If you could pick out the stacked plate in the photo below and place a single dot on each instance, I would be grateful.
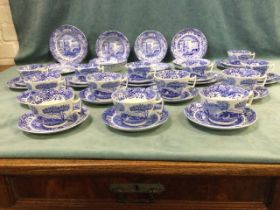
(135, 109)
(223, 107)
(150, 48)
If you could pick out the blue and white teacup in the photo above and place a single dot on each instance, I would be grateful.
(173, 84)
(29, 70)
(45, 80)
(140, 71)
(225, 103)
(137, 105)
(198, 67)
(261, 66)
(243, 77)
(240, 55)
(82, 70)
(103, 84)
(54, 107)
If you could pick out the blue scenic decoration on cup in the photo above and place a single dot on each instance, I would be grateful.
(224, 104)
(244, 77)
(240, 55)
(103, 84)
(136, 106)
(53, 107)
(173, 83)
(261, 66)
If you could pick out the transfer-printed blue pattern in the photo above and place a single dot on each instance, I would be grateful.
(68, 44)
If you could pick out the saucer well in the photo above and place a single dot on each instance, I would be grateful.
(195, 113)
(87, 96)
(187, 95)
(260, 92)
(12, 84)
(29, 123)
(113, 120)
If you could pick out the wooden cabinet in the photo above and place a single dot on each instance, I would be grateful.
(93, 184)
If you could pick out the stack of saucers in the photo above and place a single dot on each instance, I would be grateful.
(101, 87)
(150, 48)
(248, 79)
(222, 107)
(69, 46)
(52, 111)
(112, 49)
(79, 79)
(135, 109)
(234, 59)
(44, 80)
(188, 47)
(27, 70)
(176, 85)
(246, 58)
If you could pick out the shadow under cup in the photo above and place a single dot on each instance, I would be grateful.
(138, 106)
(54, 107)
(173, 84)
(224, 104)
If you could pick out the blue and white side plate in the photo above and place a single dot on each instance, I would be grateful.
(13, 84)
(195, 113)
(189, 43)
(88, 96)
(187, 95)
(22, 98)
(272, 78)
(29, 123)
(150, 46)
(260, 92)
(71, 82)
(111, 119)
(112, 44)
(145, 84)
(68, 44)
(77, 80)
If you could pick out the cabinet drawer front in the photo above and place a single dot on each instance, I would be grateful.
(176, 188)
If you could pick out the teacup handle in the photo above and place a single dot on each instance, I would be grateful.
(194, 80)
(211, 67)
(77, 105)
(100, 68)
(263, 79)
(250, 100)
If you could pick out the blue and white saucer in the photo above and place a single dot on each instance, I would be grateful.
(272, 78)
(189, 43)
(29, 123)
(88, 96)
(68, 44)
(12, 84)
(260, 92)
(195, 113)
(113, 120)
(212, 78)
(150, 46)
(74, 82)
(187, 95)
(144, 84)
(112, 44)
(22, 98)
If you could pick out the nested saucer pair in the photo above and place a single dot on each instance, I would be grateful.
(52, 111)
(195, 113)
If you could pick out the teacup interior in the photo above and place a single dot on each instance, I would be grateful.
(224, 91)
(134, 95)
(50, 96)
(241, 72)
(172, 74)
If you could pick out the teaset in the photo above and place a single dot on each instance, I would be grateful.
(139, 95)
-*-*-
- [Exercise task]
Rewrite the items starting at the line that contains "If you could pick out the teacup interior" and ending at the final line of the items, raising each coordinate in the answers by 84. Leave all other text unchanged.

- [Written answer]
If you could pick out the teacup interior in the photo above and place a single dot on each instance, I would be grateful.
(308, 175)
(218, 179)
(134, 180)
(325, 156)
(256, 158)
If you could pick out the teaset in the photo above and place a single dot on each instance, I would be grateful.
(223, 179)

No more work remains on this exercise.